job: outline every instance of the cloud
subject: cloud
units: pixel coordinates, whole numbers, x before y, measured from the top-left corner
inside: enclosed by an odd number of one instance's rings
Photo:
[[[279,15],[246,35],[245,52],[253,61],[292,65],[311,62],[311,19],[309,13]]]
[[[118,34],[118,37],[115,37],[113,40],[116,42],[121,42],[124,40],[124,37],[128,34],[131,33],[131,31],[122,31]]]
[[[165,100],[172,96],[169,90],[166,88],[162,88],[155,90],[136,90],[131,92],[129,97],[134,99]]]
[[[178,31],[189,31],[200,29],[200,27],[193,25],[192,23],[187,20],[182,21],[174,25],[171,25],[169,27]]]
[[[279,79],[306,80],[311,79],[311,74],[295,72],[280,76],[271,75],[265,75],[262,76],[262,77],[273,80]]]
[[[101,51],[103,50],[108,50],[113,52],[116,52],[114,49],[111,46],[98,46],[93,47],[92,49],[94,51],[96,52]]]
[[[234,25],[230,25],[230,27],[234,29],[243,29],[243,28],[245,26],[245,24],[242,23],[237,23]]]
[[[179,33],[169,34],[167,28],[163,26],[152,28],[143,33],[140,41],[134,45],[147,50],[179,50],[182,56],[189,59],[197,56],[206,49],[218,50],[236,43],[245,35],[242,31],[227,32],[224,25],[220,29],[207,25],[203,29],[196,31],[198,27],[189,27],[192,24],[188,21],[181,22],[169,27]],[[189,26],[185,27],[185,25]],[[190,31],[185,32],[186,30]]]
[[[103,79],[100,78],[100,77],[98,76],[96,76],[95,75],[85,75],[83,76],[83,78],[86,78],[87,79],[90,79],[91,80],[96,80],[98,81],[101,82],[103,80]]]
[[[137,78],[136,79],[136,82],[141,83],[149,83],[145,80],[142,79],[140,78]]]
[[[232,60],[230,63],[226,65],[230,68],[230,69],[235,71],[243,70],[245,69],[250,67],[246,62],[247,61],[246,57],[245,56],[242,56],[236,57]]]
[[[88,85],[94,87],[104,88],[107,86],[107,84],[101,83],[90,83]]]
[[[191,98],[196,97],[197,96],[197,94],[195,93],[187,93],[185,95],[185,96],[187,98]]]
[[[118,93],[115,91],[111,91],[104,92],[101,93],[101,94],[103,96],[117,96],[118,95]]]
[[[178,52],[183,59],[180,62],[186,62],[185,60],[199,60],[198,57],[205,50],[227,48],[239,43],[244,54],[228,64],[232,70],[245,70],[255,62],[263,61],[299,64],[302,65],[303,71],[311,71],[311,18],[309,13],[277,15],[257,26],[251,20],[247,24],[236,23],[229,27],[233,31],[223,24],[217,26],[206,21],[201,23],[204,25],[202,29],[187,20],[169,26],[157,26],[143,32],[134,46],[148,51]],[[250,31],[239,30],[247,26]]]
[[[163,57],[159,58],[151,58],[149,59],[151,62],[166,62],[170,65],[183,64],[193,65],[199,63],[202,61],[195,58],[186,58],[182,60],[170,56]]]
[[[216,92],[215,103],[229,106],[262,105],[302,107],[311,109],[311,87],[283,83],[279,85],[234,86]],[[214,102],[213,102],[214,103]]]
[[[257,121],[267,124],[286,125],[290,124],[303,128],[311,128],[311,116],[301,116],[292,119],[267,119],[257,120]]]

========================================

**Stated task:** Select and copy each line of the records above that contains the word "instance".

**Solution for this task:**
job: outline every instance of the cloud
inside: enclosed by an odd number of one instance's rings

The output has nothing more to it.